---- RECORD EXTRACTS

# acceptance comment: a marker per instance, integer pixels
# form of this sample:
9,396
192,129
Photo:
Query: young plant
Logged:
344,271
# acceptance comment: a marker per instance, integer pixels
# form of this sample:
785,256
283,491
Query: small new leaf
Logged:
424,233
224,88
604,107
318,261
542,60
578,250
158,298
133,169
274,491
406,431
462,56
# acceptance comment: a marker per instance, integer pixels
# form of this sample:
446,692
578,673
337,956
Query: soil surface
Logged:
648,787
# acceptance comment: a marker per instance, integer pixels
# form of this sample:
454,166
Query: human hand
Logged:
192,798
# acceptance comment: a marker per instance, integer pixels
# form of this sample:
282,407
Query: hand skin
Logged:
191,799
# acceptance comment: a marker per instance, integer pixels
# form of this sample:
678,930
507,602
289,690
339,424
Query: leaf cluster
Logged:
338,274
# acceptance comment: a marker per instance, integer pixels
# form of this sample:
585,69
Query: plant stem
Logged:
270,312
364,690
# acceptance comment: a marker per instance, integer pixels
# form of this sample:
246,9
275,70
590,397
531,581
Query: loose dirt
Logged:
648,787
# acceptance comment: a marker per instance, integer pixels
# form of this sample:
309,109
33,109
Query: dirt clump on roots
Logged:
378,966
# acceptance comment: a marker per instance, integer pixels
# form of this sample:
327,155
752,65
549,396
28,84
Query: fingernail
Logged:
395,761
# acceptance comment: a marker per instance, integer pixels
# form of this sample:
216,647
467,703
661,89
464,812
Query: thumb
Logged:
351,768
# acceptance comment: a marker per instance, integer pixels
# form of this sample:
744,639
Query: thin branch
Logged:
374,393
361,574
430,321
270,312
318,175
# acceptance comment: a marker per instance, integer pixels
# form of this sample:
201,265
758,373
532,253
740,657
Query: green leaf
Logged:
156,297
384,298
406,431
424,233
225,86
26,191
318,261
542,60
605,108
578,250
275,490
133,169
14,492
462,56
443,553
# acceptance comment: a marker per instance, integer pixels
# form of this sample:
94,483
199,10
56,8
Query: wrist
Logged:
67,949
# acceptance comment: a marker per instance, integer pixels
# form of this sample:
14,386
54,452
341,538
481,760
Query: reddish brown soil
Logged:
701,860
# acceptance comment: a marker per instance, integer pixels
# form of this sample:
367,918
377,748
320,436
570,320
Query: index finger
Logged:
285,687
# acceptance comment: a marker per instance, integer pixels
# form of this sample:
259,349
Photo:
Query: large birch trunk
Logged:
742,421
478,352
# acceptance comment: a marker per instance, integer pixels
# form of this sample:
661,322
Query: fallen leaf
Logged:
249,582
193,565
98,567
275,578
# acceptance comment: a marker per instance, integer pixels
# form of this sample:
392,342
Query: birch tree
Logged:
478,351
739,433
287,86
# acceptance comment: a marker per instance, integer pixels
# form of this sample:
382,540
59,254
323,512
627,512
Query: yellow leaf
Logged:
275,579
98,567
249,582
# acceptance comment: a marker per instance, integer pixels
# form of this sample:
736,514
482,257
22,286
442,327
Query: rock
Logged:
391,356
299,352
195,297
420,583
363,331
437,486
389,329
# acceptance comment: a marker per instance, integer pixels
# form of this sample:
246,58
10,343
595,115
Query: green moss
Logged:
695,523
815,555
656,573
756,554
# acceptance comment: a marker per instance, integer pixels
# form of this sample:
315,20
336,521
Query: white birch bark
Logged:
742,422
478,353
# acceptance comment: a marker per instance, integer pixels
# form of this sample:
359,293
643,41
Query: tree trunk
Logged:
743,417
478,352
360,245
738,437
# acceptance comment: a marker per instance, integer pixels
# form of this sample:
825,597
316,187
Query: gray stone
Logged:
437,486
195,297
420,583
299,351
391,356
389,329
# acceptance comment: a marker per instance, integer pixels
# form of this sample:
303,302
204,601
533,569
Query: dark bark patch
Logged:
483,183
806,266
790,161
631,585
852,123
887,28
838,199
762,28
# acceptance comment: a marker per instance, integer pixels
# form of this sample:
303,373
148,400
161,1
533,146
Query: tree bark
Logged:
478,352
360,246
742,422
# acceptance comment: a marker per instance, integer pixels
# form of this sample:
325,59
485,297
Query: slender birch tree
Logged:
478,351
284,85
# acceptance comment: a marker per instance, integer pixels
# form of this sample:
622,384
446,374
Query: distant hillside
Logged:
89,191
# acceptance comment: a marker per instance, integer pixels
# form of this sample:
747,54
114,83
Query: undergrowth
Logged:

--------

▶ _WHAT THE TASK ASKS_
Where a line of the data above includes the string "birch", pull it out.

▶ _PROBLEM SOLUTION_
Query: large birch trunk
Query: birch tree
Query: white birch bark
Query: slender birch tree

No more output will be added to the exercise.